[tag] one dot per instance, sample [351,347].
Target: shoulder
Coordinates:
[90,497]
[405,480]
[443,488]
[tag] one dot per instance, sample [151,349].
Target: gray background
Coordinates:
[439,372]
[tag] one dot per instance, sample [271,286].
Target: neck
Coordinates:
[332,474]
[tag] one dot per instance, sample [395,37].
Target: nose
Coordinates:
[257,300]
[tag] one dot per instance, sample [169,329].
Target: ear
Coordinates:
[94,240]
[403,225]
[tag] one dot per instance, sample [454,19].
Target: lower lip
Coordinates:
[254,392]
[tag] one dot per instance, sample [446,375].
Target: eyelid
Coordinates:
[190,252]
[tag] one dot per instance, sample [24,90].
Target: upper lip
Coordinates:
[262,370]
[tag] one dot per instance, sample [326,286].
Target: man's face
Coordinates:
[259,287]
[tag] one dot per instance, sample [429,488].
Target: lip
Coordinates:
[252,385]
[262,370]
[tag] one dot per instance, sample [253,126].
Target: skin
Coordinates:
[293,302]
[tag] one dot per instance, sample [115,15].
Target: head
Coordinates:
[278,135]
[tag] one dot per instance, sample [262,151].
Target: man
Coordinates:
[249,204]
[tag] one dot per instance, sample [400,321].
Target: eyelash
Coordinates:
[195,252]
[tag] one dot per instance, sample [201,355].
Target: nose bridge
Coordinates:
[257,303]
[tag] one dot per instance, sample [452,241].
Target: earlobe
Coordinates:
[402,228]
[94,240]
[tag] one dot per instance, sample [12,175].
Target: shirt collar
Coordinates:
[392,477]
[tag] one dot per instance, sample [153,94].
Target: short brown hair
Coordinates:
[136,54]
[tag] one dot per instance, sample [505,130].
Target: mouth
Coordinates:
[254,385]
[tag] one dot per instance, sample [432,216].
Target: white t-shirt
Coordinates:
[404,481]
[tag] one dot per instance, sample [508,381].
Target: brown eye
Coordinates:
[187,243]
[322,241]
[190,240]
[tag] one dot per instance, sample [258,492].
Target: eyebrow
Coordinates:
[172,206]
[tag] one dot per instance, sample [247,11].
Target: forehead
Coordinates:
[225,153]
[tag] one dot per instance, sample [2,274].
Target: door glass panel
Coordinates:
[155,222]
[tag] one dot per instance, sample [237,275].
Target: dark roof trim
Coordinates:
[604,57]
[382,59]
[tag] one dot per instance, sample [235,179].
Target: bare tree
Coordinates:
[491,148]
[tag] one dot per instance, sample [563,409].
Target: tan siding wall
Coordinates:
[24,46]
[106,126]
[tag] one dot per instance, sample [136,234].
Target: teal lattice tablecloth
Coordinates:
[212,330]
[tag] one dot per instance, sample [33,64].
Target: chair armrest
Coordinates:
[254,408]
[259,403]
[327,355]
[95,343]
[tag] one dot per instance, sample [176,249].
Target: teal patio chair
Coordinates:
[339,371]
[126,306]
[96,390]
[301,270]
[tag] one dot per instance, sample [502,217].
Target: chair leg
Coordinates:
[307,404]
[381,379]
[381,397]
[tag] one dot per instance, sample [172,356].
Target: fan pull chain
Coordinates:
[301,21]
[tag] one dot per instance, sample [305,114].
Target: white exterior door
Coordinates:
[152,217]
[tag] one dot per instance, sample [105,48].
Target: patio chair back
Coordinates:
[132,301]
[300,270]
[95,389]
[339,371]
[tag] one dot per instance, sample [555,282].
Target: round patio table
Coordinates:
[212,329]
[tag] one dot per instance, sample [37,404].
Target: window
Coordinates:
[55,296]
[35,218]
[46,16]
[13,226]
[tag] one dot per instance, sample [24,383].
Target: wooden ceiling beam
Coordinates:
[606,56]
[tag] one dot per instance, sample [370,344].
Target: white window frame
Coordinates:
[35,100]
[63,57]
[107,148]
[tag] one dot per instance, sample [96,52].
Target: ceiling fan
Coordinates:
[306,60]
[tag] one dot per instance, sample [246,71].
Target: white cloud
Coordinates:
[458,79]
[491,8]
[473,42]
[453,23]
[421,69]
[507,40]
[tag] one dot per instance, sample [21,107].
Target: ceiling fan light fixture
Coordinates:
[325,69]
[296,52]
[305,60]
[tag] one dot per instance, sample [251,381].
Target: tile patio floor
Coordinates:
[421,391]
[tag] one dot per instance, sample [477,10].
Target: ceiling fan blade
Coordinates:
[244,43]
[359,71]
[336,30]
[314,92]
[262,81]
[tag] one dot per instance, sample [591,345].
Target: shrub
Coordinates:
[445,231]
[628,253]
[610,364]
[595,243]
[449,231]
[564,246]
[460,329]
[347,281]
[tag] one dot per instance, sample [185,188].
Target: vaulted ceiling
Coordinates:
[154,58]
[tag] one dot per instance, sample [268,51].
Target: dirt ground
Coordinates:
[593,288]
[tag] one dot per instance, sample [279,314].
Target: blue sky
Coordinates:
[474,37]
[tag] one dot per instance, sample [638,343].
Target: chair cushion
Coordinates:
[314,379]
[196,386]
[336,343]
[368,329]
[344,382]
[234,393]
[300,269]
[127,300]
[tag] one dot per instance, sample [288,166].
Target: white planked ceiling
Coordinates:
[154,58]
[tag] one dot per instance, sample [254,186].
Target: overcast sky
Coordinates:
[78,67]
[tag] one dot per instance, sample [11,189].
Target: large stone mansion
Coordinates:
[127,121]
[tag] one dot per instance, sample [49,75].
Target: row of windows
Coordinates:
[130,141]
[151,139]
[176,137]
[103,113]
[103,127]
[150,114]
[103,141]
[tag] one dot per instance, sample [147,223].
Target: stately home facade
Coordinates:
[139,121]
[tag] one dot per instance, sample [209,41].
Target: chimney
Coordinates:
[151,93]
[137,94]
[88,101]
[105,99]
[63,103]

#### GOAL:
Exactly repeat the lines from the line that contains "[tag] one dot per instance, sample [268,51]." to the end of the entries, both included, and leave out all other lines.

#### ANSWER FOR THE TASK:
[tag] one dot per instance, sample [268,51].
Target: dirt ground
Coordinates:
[593,288]
[tag] one dot per instance, sample [279,314].
Target: blue sky
Coordinates:
[474,37]
[tag] one dot per instance, sample [638,343].
Target: chair cushion
Coordinates:
[314,379]
[196,386]
[336,343]
[368,329]
[344,382]
[234,393]
[300,269]
[127,300]
[tag] one dot per instance, sample [288,166].
Target: white planked ceiling
Coordinates:
[154,58]
[tag] one dot per instance, sample [254,186].
Target: overcast sky
Coordinates:
[78,67]
[tag] one dot per instance, sample [11,189].
Target: large stone mansion
Coordinates:
[127,121]
[tag] one dot per instance, sample [49,75].
Target: row of windows
Coordinates:
[130,141]
[151,139]
[176,137]
[103,113]
[103,127]
[150,114]
[103,141]
[tag] one dot per instance, sample [147,223].
Target: stately home facade
Coordinates:
[139,121]
[tag] one dot per instance, sample [209,41].
Target: chimney
Coordinates:
[151,93]
[137,94]
[88,101]
[105,99]
[63,103]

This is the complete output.